* **Aufgabe**
Geben Sie aus dem Interview über eine Übergangseinrichtung für Drogenabhängige die Passage wortgetreu wieder, beginnend bei „Express: Sie leiten“ und endend bei „lebenslang bleiben können.“.

* **Textausschnitt**
..............................

Römer: Jein. Nach wie vor ist Heroin die illegale Droge Nummer eins. Aber heute haben viele eine Polytoxikomanie. Das heißt, dass sie alles Mögliche an Drogen nehmen: Heroin, Kokain, synthetische Drogen, Tranquilizer, aber auch Alkohol und natürlich Cannabis. Neue Drogen wie "Legal Highs" kommen dazu. Die sind kaum nachzuweisen und leicht zu beschaffen. Das macht es oftschwierig zu überprüfen, ob die Klienten wirklich drogenfrei sind. Selten geworden sind HIV-Infizierte.
Express: Haben Sie denn viele Rückfälle?
Römer: Relativ gesehen wenig. Jeder Fünfte bis Sechste muss aus disziplinarischen Gründen entlassen werden. Dazu gehören diejenigen, die rückfällig werden. Aber auch Gewalt geht nicht. Kürzlich haben wir zwei Leute entlassen, weil sie sich so geschlagen haben, dass ein Krankenwagen kommen musste. Das ist aber die Ausnahme.
Express: Sie leiten eine Übergangseinrichtung für Drogenabhängige. Was muss man sich darunter vorstellen?
Römer: Eine Übergangseinrichtung ist keine klassische Therapieeinrichtung. Unsere Klienten kommen im Anschluss an eine Entgiftung und bleiben meist drei Monate. Nur die Mütter mit Kindern sind durchschnittlich ein halbes Jahr da. Hier können sich die Leute in einer drogenfreien Atmosphäre stabilisieren und eine Zukunftsperspektive entwickeln. Viele gehen anschließend in klassische Reha-Einrichtungen. Manche wechseln in betreute Wohngemeinschaften, gehen in ihr häusliches Umfeld oder in Lebensgemeinschaften, in denen sie lebenslang bleiben können.
Express: Wie sieht ihr Alltag in der Klinik aus?

..............................

* **Bereitgestellte Daten**
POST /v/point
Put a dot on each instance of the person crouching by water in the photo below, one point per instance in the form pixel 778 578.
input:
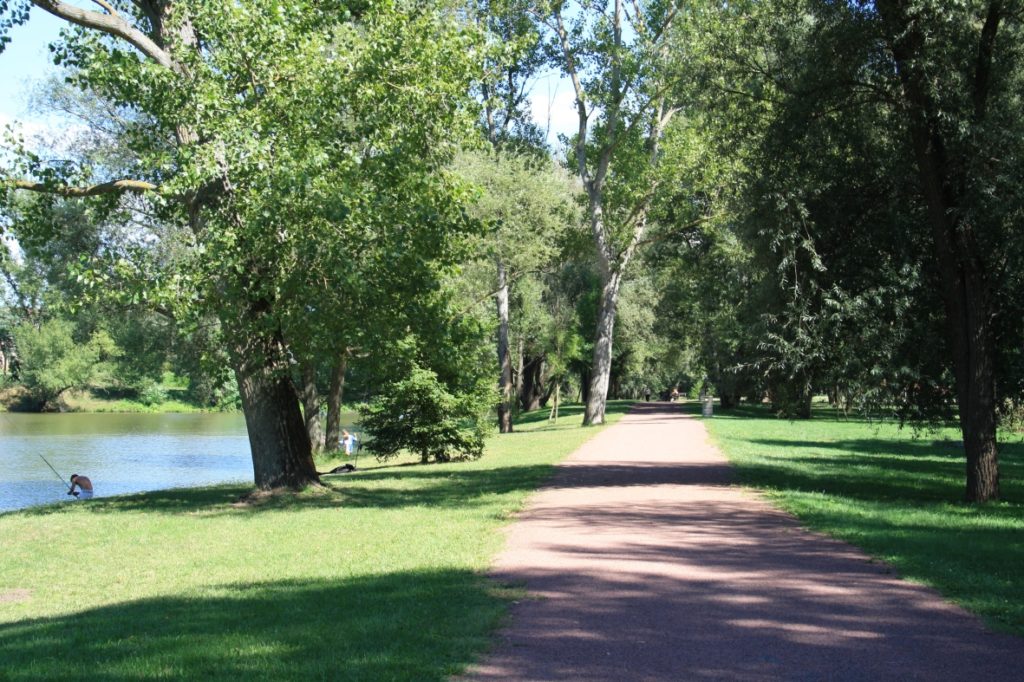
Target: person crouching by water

..............................

* **Übungsergebnis**
Express: Sie leiten eine Übergangseinrichtung für Drogenabhängige. Was muss man sich darunter vorstellen?
Römer: Eine Übergangseinrichtung ist keine klassische Therapieeinrichtung. Unsere Klienten kommen im Anschluss an eine Entgiftung und bleiben meist drei Monate. Nur die Mütter mit Kindern sind durchschnittlich ein halbes Jahr da. Hier können sich die Leute in einer drogenfreien Atmosphäre stabilisieren und eine Zukunftsperspektive entwickeln. Viele gehen anschließend in klassische Reha-Einrichtungen. Manche wechseln in betreute Wohngemeinschaften, gehen in ihr häusliches Umfeld oder in Lebensgemeinschaften, in denen sie lebenslang bleiben können.